MATERIAL PROVIDED.
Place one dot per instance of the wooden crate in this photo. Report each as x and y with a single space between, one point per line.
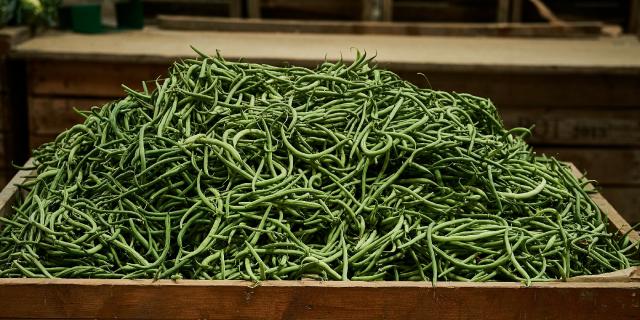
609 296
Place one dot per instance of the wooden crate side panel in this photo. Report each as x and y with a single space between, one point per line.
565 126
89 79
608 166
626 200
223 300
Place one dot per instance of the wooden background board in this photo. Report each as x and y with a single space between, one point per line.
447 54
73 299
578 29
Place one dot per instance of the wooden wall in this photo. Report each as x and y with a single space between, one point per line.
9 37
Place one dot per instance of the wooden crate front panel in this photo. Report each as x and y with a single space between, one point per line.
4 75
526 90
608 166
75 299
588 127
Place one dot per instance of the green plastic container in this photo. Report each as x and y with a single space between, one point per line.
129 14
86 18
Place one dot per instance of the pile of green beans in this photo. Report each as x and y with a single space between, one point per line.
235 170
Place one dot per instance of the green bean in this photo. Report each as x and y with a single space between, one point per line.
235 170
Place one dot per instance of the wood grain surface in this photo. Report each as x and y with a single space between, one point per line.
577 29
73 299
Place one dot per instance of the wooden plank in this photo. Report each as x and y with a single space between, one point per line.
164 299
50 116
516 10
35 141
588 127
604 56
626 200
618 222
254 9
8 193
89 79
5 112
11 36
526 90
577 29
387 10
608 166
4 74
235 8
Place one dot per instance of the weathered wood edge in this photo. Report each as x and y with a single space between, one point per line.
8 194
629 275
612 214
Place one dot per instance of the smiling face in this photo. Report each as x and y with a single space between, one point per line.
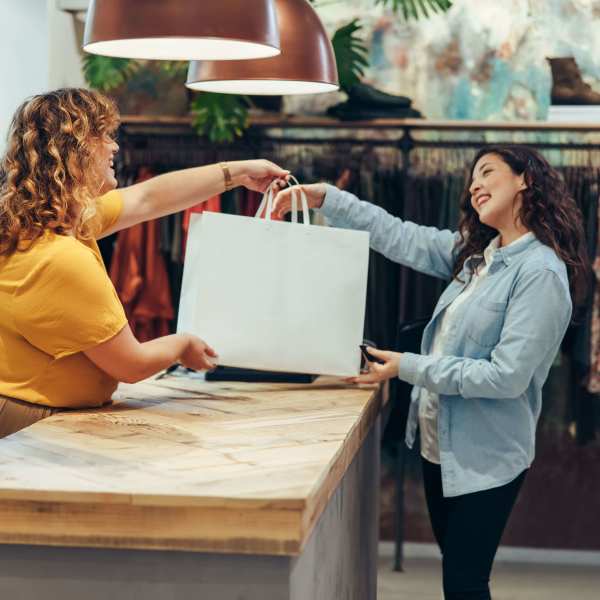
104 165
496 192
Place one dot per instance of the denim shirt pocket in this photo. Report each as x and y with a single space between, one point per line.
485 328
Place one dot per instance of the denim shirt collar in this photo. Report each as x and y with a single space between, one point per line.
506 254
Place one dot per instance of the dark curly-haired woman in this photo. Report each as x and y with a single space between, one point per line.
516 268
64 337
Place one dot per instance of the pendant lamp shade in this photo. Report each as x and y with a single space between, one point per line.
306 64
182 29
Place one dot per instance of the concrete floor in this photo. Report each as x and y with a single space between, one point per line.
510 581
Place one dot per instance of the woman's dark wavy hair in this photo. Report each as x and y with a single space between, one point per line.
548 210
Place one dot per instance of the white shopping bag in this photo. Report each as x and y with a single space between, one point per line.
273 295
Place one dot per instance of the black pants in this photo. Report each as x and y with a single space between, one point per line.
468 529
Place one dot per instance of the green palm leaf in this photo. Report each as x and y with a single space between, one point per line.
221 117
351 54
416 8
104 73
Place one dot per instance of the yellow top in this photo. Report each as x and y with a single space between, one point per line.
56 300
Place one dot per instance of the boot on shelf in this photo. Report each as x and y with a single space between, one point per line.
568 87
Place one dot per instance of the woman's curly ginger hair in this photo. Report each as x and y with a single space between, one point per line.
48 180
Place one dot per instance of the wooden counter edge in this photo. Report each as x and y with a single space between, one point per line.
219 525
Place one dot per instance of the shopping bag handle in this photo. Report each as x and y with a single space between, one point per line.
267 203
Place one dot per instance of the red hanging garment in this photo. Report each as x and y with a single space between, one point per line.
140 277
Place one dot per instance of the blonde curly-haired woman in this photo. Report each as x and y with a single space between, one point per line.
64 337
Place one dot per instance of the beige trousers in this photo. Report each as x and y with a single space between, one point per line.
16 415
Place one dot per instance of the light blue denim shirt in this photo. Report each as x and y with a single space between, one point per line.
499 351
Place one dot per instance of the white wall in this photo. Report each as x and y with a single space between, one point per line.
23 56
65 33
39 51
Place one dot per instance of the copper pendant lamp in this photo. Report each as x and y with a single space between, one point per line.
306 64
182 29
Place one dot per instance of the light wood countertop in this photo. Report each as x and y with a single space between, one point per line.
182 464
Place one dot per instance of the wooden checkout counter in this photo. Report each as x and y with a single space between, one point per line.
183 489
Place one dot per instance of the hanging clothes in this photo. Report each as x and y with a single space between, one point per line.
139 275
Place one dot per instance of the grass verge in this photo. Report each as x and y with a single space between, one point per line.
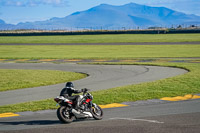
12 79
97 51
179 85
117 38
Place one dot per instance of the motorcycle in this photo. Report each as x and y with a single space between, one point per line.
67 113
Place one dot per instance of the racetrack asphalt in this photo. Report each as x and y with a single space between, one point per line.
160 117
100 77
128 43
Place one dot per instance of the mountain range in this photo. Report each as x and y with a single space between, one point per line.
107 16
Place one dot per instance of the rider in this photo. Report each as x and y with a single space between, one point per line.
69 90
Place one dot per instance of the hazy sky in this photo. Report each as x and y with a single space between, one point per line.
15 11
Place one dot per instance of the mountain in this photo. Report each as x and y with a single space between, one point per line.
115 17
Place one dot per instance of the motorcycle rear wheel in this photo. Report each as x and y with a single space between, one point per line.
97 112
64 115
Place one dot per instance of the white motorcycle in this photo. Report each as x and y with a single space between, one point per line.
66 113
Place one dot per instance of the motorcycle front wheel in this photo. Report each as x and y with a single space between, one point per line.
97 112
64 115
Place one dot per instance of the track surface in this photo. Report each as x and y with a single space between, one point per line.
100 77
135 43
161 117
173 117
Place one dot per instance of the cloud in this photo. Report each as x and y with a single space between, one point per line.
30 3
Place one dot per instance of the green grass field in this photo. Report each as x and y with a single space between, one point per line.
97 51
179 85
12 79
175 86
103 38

EXERCISE REQUIREMENTS.
Output only these lines, word for word: the line containing "Place one dot per instance of the grass" and every line after it through the last line of the data. Omit the pictures.

RESULT FOR THIS TASK.
Place one dot per instance of the grass verge in this photo. Report each as x and y with a single space between, one point per line.
12 79
97 51
179 85
117 38
Place one dot per instance of the motorcycle in this photo. Report each as x and y with a single space between, one point per line.
67 113
Place one dot per instance of the racetrack asphalt in this photo. Report each as x and y with a single space between, one point per line.
160 117
100 77
128 43
Place one dot per instance of the mountain range in this photo. Report each as x and y with a single space between, one point per line.
107 16
Place one dot per instance of the rider in this photo. Report each as x and y with a single space between, one point per line.
69 90
Place one dot per instance of the hazy sky in this photo. Report each as x and y with a single space between, one point per line.
15 11
Place one dot per instance of the mountain in this photo. Report each as x and y with a single space between, one point per line.
115 17
Place one dot per instance of the motorcycle rear wheel in this photo. Report each as x and y with a single space between, one point per line.
97 112
64 115
Place one dot per instance of the white motorcycle in this photo. Report each as x and y with a single space between, one point per line.
66 113
Place one dot per instance of the motorcycle front wheel in this photo. Report each as x and y with a single space between, one point per line.
97 112
64 115
Place one dot per instance of the track surface in this photo. Report each as x and y with a single space between, one point per line.
100 77
135 43
161 117
173 117
Place one dot per instance of the cloud in this photo. Report each as x and y with a single space between, one point per line.
30 3
Place one dot per instance of the green grass field in this photo. Report each as x and y with a single space between, one point per line.
97 51
179 85
12 79
175 86
103 38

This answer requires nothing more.